GIVEN DATA →
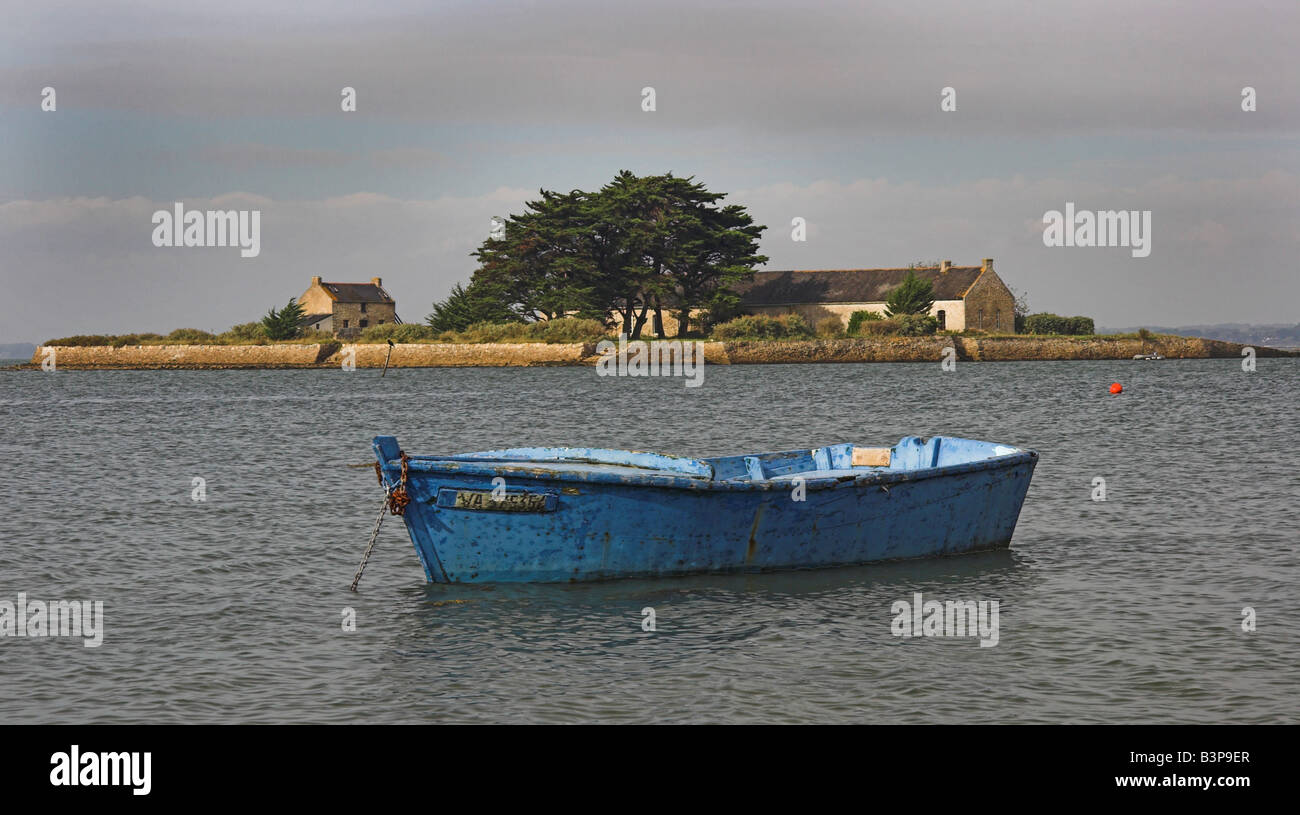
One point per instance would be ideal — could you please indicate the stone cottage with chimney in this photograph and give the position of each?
(346, 310)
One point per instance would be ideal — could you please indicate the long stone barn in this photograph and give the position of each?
(965, 297)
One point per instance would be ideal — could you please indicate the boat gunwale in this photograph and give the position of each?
(433, 465)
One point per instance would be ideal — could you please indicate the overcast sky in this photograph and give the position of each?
(830, 112)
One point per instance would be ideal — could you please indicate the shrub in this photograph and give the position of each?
(858, 317)
(562, 329)
(761, 326)
(247, 333)
(830, 328)
(568, 329)
(398, 332)
(879, 328)
(284, 323)
(190, 337)
(917, 325)
(1045, 323)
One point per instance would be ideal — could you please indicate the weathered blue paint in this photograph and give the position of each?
(619, 514)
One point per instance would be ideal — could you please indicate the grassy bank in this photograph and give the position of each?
(931, 349)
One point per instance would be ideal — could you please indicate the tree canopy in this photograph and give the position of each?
(633, 248)
(284, 324)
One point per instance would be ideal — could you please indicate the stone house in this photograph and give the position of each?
(346, 310)
(965, 297)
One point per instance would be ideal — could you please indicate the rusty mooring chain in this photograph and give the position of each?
(398, 498)
(369, 547)
(394, 501)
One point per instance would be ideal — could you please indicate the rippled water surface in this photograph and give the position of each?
(230, 610)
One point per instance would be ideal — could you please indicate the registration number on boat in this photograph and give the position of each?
(489, 501)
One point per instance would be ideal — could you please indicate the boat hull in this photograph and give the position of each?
(577, 529)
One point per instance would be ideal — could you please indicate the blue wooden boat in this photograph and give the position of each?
(564, 514)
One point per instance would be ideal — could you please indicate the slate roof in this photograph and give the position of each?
(849, 285)
(358, 293)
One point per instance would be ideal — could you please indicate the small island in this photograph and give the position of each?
(648, 259)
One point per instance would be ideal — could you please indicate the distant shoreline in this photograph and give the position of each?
(732, 352)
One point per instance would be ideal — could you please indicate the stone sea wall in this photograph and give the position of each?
(447, 355)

WRITTEN INSTRUCTION → Rewrite all the records above as a numbered list with one line per item, skipping blank lines. Leave the pictures out.

FULL OUTPUT →
1. One point per instance would be ideal — could you please indicate the stone cottage with chimney in this photograph and give the position of each?
2. (346, 310)
3. One point per instance would be ideal — could you please indicate the long stone barn in this photograph and give the position of each?
4. (965, 297)
5. One point per instance would be ideal — could you please indicate the boat gunwale in this photograph and give the position of each?
6. (433, 465)
7. One point per instance would be ideal — could you please indicate the overcast sky in this photograph and give the position of each?
8. (830, 112)
9. One point per instance would be ideal — could you please indicate the shrub in this photograph and give the position of each?
10. (858, 317)
11. (562, 329)
12. (761, 326)
13. (247, 333)
14. (830, 328)
15. (568, 329)
16. (398, 332)
17. (879, 328)
18. (284, 323)
19. (190, 337)
20. (917, 325)
21. (1045, 323)
22. One point per instance would be ideal — could you please indicate the weathered blue paint in this photograph and give the position of each?
23. (619, 514)
24. One point per instance would be ideal — could you please indicate the grassy bank in this photograph and give the position of each?
25. (931, 349)
26. One point per instance would be ideal — could you please indicate the tree canopy in this photograph and give the position of each?
27. (633, 248)
28. (284, 324)
29. One point per instance would be ideal — could you please indicate the stone house in this photograph and give the position of each?
30. (346, 310)
31. (965, 297)
32. One point per instance would be ideal — could you please indicate the rusty mooring chain in this photograph and give the position of each?
33. (398, 498)
34. (369, 547)
35. (394, 501)
36. One point per instance would be ideal — could you please indicate the rippled water surface in this photograph and give the position of each?
37. (230, 610)
38. One point per instance would be ideal — could you please indicate the registration number on boat in this photograph and give the position of each?
39. (489, 501)
40. One point per instance would be ideal — could you please indicate the boat hull in this photograph and give the position of each?
41. (577, 529)
42. One point per instance would be ideal — could you please indicate the blue wooden boat in this photograph and give the position of each?
43. (564, 514)
44. One point per instance would be ideal — could you please indicate the slate roof in this photograph and give the position of each?
45. (849, 285)
46. (358, 293)
47. One point per instance would be ideal — could you please indicate the small island in this photograph and give the position of each?
48. (648, 259)
49. One point per instance would be ideal — could you please indicate the distant shoreline in this photograph and give the position of each?
50. (732, 352)
51. One point per instance would be ideal — could you please indicate the stone sea wall in this photograph and give the position of each?
52. (447, 355)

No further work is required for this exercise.